Objective:
Arrange every one of the entries below as a numbered list, omitting any blank lines.

=======

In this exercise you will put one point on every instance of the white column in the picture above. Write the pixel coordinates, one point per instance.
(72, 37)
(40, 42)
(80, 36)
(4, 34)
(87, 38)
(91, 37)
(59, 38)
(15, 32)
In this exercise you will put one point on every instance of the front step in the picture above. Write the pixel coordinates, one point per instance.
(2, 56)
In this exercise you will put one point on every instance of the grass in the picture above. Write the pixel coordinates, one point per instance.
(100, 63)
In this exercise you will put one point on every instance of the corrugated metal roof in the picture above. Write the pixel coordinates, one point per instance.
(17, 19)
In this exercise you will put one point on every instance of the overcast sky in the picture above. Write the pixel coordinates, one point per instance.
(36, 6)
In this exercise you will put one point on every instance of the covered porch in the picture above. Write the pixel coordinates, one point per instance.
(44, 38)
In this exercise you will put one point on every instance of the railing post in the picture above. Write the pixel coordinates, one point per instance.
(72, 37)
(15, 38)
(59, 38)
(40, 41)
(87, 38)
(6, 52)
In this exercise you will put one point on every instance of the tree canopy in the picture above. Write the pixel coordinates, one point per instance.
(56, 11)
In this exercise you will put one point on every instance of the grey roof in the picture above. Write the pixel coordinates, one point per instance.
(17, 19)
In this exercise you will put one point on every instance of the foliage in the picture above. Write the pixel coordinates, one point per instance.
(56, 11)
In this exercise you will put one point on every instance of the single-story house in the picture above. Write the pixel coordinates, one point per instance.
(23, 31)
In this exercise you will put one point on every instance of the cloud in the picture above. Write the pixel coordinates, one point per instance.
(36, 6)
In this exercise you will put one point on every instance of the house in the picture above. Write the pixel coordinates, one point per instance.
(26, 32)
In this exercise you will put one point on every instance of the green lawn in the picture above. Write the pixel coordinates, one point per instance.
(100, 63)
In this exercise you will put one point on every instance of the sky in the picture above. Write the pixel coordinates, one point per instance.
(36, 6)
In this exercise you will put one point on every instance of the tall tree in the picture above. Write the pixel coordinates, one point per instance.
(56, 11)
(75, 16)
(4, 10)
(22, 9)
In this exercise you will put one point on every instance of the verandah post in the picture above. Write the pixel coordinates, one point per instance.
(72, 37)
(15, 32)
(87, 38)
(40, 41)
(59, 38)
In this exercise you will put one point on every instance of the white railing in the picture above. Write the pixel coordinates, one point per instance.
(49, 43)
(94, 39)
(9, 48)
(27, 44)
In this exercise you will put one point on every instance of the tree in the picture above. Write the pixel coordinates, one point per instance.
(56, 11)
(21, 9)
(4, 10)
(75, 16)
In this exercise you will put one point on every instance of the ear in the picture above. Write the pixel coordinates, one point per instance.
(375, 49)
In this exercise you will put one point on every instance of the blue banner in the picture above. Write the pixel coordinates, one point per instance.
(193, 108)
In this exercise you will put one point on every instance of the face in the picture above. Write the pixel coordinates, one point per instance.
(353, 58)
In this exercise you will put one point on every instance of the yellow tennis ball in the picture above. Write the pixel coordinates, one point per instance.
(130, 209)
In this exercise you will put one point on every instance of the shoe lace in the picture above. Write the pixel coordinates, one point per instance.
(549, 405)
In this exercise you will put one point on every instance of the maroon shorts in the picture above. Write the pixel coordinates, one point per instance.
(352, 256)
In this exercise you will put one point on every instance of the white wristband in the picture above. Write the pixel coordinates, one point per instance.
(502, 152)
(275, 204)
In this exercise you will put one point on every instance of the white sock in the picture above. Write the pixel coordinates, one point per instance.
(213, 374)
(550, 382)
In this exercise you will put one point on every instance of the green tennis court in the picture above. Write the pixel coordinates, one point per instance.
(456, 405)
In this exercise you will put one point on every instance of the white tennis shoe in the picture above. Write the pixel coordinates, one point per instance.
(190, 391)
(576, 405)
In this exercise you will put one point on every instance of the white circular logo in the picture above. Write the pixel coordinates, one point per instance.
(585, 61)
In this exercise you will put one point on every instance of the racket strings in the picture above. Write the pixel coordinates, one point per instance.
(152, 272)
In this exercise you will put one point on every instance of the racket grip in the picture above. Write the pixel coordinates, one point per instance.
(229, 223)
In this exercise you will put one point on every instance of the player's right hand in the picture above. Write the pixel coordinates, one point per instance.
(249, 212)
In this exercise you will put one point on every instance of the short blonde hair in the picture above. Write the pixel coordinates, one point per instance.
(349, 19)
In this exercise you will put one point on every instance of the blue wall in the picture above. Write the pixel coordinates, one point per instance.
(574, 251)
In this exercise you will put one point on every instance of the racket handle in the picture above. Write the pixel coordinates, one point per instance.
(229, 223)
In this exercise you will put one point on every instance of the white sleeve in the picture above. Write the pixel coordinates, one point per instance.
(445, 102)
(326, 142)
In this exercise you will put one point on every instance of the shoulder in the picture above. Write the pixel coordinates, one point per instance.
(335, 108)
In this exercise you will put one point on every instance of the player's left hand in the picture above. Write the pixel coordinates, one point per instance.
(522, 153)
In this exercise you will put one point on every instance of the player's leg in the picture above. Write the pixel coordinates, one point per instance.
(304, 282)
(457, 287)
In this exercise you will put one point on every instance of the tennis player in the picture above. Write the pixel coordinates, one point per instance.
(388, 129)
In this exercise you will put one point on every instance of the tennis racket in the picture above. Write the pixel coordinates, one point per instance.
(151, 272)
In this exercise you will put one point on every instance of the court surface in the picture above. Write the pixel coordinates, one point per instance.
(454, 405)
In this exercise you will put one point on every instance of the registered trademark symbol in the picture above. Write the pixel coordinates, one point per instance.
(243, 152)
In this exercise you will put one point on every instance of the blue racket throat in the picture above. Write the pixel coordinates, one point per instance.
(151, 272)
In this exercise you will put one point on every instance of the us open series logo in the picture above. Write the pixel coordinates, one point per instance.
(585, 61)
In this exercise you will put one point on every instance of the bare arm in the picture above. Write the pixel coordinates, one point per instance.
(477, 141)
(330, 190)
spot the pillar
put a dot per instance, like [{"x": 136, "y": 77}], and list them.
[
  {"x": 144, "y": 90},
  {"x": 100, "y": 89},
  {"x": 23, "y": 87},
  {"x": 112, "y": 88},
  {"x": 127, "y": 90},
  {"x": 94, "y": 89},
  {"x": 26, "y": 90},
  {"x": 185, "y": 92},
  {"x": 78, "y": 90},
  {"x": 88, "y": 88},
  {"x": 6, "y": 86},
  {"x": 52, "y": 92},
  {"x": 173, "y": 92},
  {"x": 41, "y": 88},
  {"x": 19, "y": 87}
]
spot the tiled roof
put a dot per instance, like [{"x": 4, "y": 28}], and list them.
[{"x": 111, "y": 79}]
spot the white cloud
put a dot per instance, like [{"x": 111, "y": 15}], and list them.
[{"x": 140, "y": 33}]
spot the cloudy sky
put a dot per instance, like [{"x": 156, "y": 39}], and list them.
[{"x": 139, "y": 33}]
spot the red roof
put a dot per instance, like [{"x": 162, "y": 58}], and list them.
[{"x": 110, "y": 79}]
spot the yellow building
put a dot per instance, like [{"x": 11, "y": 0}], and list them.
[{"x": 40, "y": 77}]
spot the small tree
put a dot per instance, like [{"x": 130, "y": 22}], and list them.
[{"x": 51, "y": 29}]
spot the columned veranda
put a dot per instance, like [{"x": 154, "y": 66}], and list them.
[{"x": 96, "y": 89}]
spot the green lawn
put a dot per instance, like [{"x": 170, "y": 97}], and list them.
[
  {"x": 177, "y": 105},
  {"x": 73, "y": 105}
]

=======

Output below:
1. In this exercise you will put one point on every instance of the white column in the picture above. Write the pixel coordinates, one point per instance.
2. (72, 37)
3. (40, 42)
4. (80, 36)
5. (4, 34)
6. (87, 38)
7. (91, 37)
8. (59, 38)
9. (15, 32)
10. In this exercise you will put one point on every instance of the front step in the picture above. Write the pixel coordinates, one point per instance.
11. (2, 56)
12. In this exercise you will put one point on every instance of the grass in the picture above. Write the pixel coordinates, one point per instance.
13. (100, 63)
14. In this exercise you will put one point on every instance of the corrugated metal roof in the picture above. Write the pixel coordinates, one point per instance.
15. (17, 19)
16. In this exercise you will put one point on every instance of the overcast sky in the picture above. Write the pixel coordinates, one point per instance.
17. (36, 6)
18. In this exercise you will put one point on every instance of the covered porch in the picture above. Write the pixel coordinates, one point per instance.
19. (44, 38)
20. In this exercise you will put one point on every instance of the railing post in the picture above. Write the pixel coordinates, one point per instance.
21. (72, 37)
22. (15, 38)
23. (59, 38)
24. (40, 41)
25. (87, 38)
26. (6, 52)
27. In this exercise you will put one point on every instance of the tree canopy in the picture above. Write the pixel coordinates, one point per instance.
28. (56, 11)
29. In this exercise you will put one point on every instance of the grey roof in the picture above. Write the pixel coordinates, one point per instance.
30. (17, 19)
31. In this exercise you will put one point on every instance of the foliage in the picture above. Write the pixel coordinates, one point per instance.
32. (56, 11)
33. In this exercise you will put one point on every instance of the single-story house in the picture above. Write the pixel coordinates, one point per instance.
34. (23, 31)
35. In this exercise you will put one point on every instance of the cloud in the picture above. Write the pixel coordinates, one point per instance.
36. (36, 6)
37. In this exercise you will put one point on every instance of the house in the picture above. Write the pixel coordinates, one point per instance.
38. (26, 32)
39. In this exercise you will put one point on every instance of the green lawn in the picture above. Write the pixel coordinates, one point per instance.
40. (100, 63)
41. In this exercise you will put one point on every instance of the sky in the picture above. Write the pixel coordinates, one point per instance.
42. (36, 6)
43. In this exercise you will put one point on every instance of the tall tree in the picture above. Write the pixel coordinates, one point per instance.
44. (56, 11)
45. (75, 16)
46. (4, 10)
47. (22, 9)
48. In this exercise you will put one point on every instance of the verandah post in the picture above. Write the pixel coordinates, one point per instance.
49. (72, 37)
50. (15, 32)
51. (87, 38)
52. (40, 41)
53. (59, 38)
54. In this exercise you will put one point on every instance of the white railing in the picture above. Write the pixel coordinates, one point per instance.
55. (49, 43)
56. (94, 39)
57. (9, 48)
58. (27, 44)
59. In this exercise you will put one point on every instance of the tree in the picture above. Write the pixel coordinates, one point per instance.
60. (56, 11)
61. (21, 9)
62. (4, 10)
63. (75, 16)
64. In this exercise you will put one point on every instance of the ear in the picture above. Write the pixel coordinates, one point per instance.
65. (375, 49)
66. In this exercise you will put one point on every instance of the blue banner in the picture above. Write the pixel coordinates, one point per instance.
67. (193, 108)
68. In this exercise you will put one point on every instance of the face in the picture above. Write the pixel coordinates, one point per instance.
69. (353, 58)
70. In this exercise you will put one point on every instance of the yellow tennis ball in the picture above. Write the pixel coordinates, one point per instance.
71. (130, 209)
72. In this exercise you will put one point on every instance of the shoe lace in the picture above. Write the pixel coordinates, one point per instance.
73. (549, 405)
74. In this exercise you will put one point on every instance of the maroon shorts in the picture above. Write the pixel coordinates, one point per instance.
75. (352, 256)
76. In this exercise you will put one point on every instance of the white wristband in the picture above. Write the pixel coordinates, one point per instance.
77. (502, 152)
78. (275, 204)
79. In this exercise you will put one point on every instance of the white sock in the picture above. Write the pixel coordinates, one point per instance.
80. (213, 374)
81. (550, 382)
82. In this exercise you will put one point on every instance of the green tennis court in the picture above. Write the pixel coordinates, one point per instance.
83. (456, 405)
84. In this exercise you will put one point on every instance of the white tennis shoe in the picture above. Write the pixel coordinates, one point per instance.
85. (190, 391)
86. (576, 405)
87. In this exercise you will put one point on every instance of the white circular logo in the picture above. Write the pixel coordinates, one point per instance.
88. (585, 61)
89. In this exercise you will put one point on every instance of the racket strings in the picture above. Write the pixel coordinates, one point per instance.
90. (152, 272)
91. In this exercise you will put one point on every instance of the racket grip in the picture above. Write the pixel coordinates, one point per instance.
92. (229, 223)
93. In this exercise you will put one point on every instance of the player's right hand in the picture above. Write the pixel coordinates, one point per instance.
94. (249, 212)
95. In this exercise you will put one point on every instance of the short blonde hair in the picture above. Write the pixel coordinates, one point per instance.
96. (349, 19)
97. In this exercise you will put one point on every instance of the blue wall in the picture above. Write the pixel coordinates, one point per instance.
98. (574, 251)
99. In this exercise you will put one point on every instance of the racket handle in the picture above. Write the pixel coordinates, one point per instance.
100. (229, 223)
101. In this exercise you will put one point on every instance of the white sleeve in the picture above. Write the pixel coordinates, one point per instance.
102. (445, 102)
103. (326, 142)
104. In this exercise you will put one point on every instance of the shoulder in the picture above. Write the pixel coordinates, one point per instance.
105. (335, 108)
106. In this exercise you will put one point on every instance of the player's left hand in the picture above. Write the pixel coordinates, one point per instance.
107. (522, 153)
108. In this exercise you will put one point on every instance of the player's leg in the picture above. Write the pixel coordinates, one point per instance.
109. (304, 282)
110. (457, 287)
111. In this exercise you will put one point on every instance of the tennis player in the picture above. Write the pixel coordinates, one point per instance.
112. (388, 129)
113. In this exercise you will put one point on every instance of the tennis racket in the picture above. Write the pixel coordinates, one point per instance.
114. (151, 272)
115. In this exercise you will put one point on every instance of the court surface in the picture above. Write the pixel coordinates, one point per instance.
116. (454, 405)
117. In this exercise you will put one point on every instance of the registered trademark symbol in the picture above. Write the pixel coordinates, one point per instance.
118. (243, 152)
119. In this exercise you will put one point on every instance of the blue racket throat in the picture above. Write the pixel coordinates, one point per instance.
120. (151, 272)
121. In this exercise you will put one point on every instance of the us open series logo in the picture above. Write the pixel coordinates, one point per instance.
122. (585, 61)
123. In this exercise you will put one point on every instance of the bare arm in the picture above. Write the pixel coordinates, one point per instance.
124. (477, 141)
125. (330, 190)
126. spot the pillar
127. put a dot per instance, like [{"x": 136, "y": 77}], and list them.
128. [
129.   {"x": 144, "y": 90},
130.   {"x": 100, "y": 89},
131.   {"x": 23, "y": 87},
132.   {"x": 112, "y": 88},
133.   {"x": 127, "y": 90},
134.   {"x": 94, "y": 89},
135.   {"x": 26, "y": 90},
136.   {"x": 185, "y": 92},
137.   {"x": 78, "y": 90},
138.   {"x": 88, "y": 88},
139.   {"x": 6, "y": 86},
140.   {"x": 52, "y": 92},
141.   {"x": 173, "y": 92},
142.   {"x": 41, "y": 88},
143.   {"x": 19, "y": 87}
144. ]
145. spot the tiled roof
146. put a dot per instance, like [{"x": 4, "y": 28}], and list them.
147. [{"x": 111, "y": 79}]
148. spot the white cloud
149. put a dot per instance, like [{"x": 111, "y": 15}], and list them.
150. [{"x": 140, "y": 33}]
151. spot the cloudy sky
152. put a dot per instance, like [{"x": 156, "y": 39}], and list them.
153. [{"x": 139, "y": 33}]
154. spot the red roof
155. put a dot per instance, like [{"x": 162, "y": 58}], and list them.
156. [{"x": 110, "y": 79}]
157. spot the yellow building
158. put a dot per instance, like [{"x": 11, "y": 0}], and list them.
159. [{"x": 40, "y": 77}]
160. spot the small tree
161. put a dot per instance, like [{"x": 130, "y": 22}], and list them.
162. [{"x": 51, "y": 29}]
163. spot the columned veranda
164. put a dot per instance, like [{"x": 154, "y": 66}], and list them.
165. [{"x": 96, "y": 89}]
166. spot the green lawn
167. put a dot per instance, like [{"x": 170, "y": 97}], and list them.
168. [
169.   {"x": 177, "y": 105},
170.   {"x": 73, "y": 105}
171. ]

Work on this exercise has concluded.